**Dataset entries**
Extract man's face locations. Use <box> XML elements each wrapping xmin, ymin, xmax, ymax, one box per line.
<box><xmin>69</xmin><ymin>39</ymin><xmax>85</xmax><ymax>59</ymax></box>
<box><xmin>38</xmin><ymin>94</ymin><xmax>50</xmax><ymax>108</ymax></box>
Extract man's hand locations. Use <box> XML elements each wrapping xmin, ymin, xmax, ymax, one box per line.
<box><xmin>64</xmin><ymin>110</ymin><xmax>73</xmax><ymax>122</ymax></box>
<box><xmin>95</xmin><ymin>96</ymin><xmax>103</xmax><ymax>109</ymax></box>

**YOUR ASSIGNMENT**
Nothing in the records may change; output all of them exactly.

**SOLUTION TO THIS EXERCISE**
Extract man's face locations. Use <box> XML elements each wrapping xmin, ymin, xmax, ymax, one box per line.
<box><xmin>69</xmin><ymin>39</ymin><xmax>85</xmax><ymax>59</ymax></box>
<box><xmin>38</xmin><ymin>94</ymin><xmax>50</xmax><ymax>108</ymax></box>
Extract man's hand locations. Use <box> XML elements each wrapping xmin, ymin, xmax, ymax, one box per line.
<box><xmin>64</xmin><ymin>110</ymin><xmax>73</xmax><ymax>122</ymax></box>
<box><xmin>95</xmin><ymin>96</ymin><xmax>103</xmax><ymax>109</ymax></box>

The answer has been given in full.